• _SET PROBLEM A_:
Answer these questions about the post on supporting SLAs in the cloud:
(i) What is the name of Tibco's new offering for scaling applications on the cloud?
(ii) From which project did the GigaSpaces Service Grid originate?
(iii) How many copies of the data are stored when S3 is used?

• _PASSAGE_:
--------------------

Supporting SLA’s on the Cloud

What does it take to make a Cloud Computing infrastructure enterprise ready ? Well, as always, this probably depends on the use case, but support for real-time scaling and SLA support must figure highly.

Software that purports to scale the applications on the cloud is not new, have a look at our prior blog post on this topic, and you will see some of the usual suspects such as RightScale, and Scalr. A new offering in this space is by Tibco with its Tibco Silver offering. Tibco Silver is trying to solve the problem of not whether cloud services can scale but whether the applications themselves can scale with them. This problem is addressed by Silver through ‘self aware elasticity’. Hmmm….sounds good but what exactly does that mean ? It means the system can automatically provision new cloud capacity (be that storage or compute) dependent upon fluctuations in application usage.

According to Tibco, unlike services in a service-oriented architecture cloud services are not aware of the SLA’s to which they are required to adhere and Tibco Silver is aimed at providing this missing functionality. Tibco claim that “Self-aware elasticity” is something no other vendor has developed. I would dispute this. GigaSpaces XAP with it’s ability to deploy to the cloud as well as on-premise using the same technology has very fine grained application level SLA control that when breached allows the application to react accordingly, whether this be to increase the number of threads, provision new instances or to distribute workloads in a different way. GigaSpaces Service Grid technology enables support for this real-times elasticity.  The GigaSpaces Service Grid originated from Sun’s RIO Project. (interestingly it seems GigaSpaces are doing some work on enabling their cloud tools to deploy to and manage VMWARE images on private clouds as they do with AMI’s on Amazon’s public cloud) 

Without a doubt the ability to react in real-time to application level SLA’s rather than just breaches of an SLA at an infrastructure level is something that will find a welcome home in both private and public clouds.

Why, right now, Amazon is the only game in town ?

Amazon is currently the big bear of Cloud Computing Platforms. It’s web services division has proved disruptive and consistently shown innovation and breadth of services within its platform. It is growing at a rapid rate. Forty per cent of Amazon’s cross revenues are from its 3rd party merchants. Amazon Web Services is an extension of this. The core Amazon site uses its own web services to build the Amazon pages on the fly, dynamically. This results in approximately 2-300 Amazon Web Service calls. In short, it eats its own dog food.

Why are Amazon good at this ?

1. They have a deep level of technical expertise that has come from running one of the largest global online consumer marketplaces.

2. This has lead to a culture of Scale and Operational excellence.

3. They have an appetite for low margin, high volume business, and more importantly the understand it fully.

Lets look at the competition. Microsoft certainly can satisfy  the first point from the list above, but will probably have to buy the second, and certainly have not in their history demonstrated that they have the third.  For this reason we cannot expect Azure to be an instant Amazon competitor. What about RackSpace ? Well they can satisfy 1,and to a lesser extent 2, but again it is not clear that they have currently fully assimilated point 3. IBM have both 1 and 2 but again fall down point 3.  Currently Amazon are unique in the combination of what they provide, how they provide it, and how they price and make money for it.

The core ethos of the Amazon CTO, Werner Vogels, is that “everything breaks all the time“, and it is with this approach that they build their infrastructure. Amazon currently have 3 worldwide data centers. One on the east coast, one on the west coast, and one in Ireland. The intent is to have at least another in AsiaPac.  Each data centre is on a different flood plain, different power grid, and has different bandwidth provider to ensure redundancy. If S3 is used to store data then 6 copies of the data are stored. In short, the infrastructure is built to be resilient.

--------------------

[Location identification entries]
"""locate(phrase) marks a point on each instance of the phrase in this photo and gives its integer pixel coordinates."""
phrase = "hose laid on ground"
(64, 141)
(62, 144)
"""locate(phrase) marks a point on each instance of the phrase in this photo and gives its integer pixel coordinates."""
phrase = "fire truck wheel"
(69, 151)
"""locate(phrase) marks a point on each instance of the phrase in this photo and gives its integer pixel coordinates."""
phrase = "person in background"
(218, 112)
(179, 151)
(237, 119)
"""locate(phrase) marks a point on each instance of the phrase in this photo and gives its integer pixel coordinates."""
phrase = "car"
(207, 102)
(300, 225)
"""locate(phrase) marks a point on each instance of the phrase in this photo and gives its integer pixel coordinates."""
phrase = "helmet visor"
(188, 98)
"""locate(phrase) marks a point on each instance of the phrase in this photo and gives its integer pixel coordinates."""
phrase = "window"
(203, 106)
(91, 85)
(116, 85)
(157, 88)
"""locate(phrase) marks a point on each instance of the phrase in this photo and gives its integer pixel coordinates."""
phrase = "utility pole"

--------------------

• _SET PROBLEM B_:
Convert the location identification entries into a JSON list of strings, one string per line, with blank lines omitted.

• _FINAL RESULT A_:
(i) Tibco Silver
(ii) Sun's RIO Project
(iii) Six

• _FINAL RESULT B_:
[
  "\"\"\"locate(phrase) marks a point on each instance of the phrase in this photo and gives its integer pixel coordinates.\"\"\"",
  "phrase = \"hose laid on ground\"",
  "(64, 141)",
  "(62, 144)",
  "\"\"\"locate(phrase) marks a point on each instance of the phrase in this photo and gives its integer pixel coordinates.\"\"\"",
  "phrase = \"fire truck wheel\"",
  "(69, 151)",
  "\"\"\"locate(phrase) marks a point on each instance of the phrase in this photo and gives its integer pixel coordinates.\"\"\"",
  "phrase = \"person in background\"",
  "(218, 112)",
  "(179, 151)",
  "(237, 119)",
  "\"\"\"locate(phrase) marks a point on each instance of the phrase in this photo and gives its integer pixel coordinates.\"\"\"",
  "phrase = \"car\"",
  "(207, 102)",
  "(300, 225)",
  "\"\"\"locate(phrase) marks a point on each instance of the phrase in this photo and gives its integer pixel coordinates.\"\"\"",
  "phrase = \"helmet visor\"",
  "(188, 98)",
  "\"\"\"locate(phrase) marks a point on each instance of the phrase in this photo and gives its integer pixel coordinates.\"\"\"",
  "phrase = \"window\"",
  "(203, 106)",
  "(91, 85)",
  "(116, 85)",
  "(157, 88)",
  "\"\"\"locate(phrase) marks a point on each instance of the phrase in this photo and gives its integer pixel coordinates.\"\"\"",
  "phrase = \"utility pole\""
]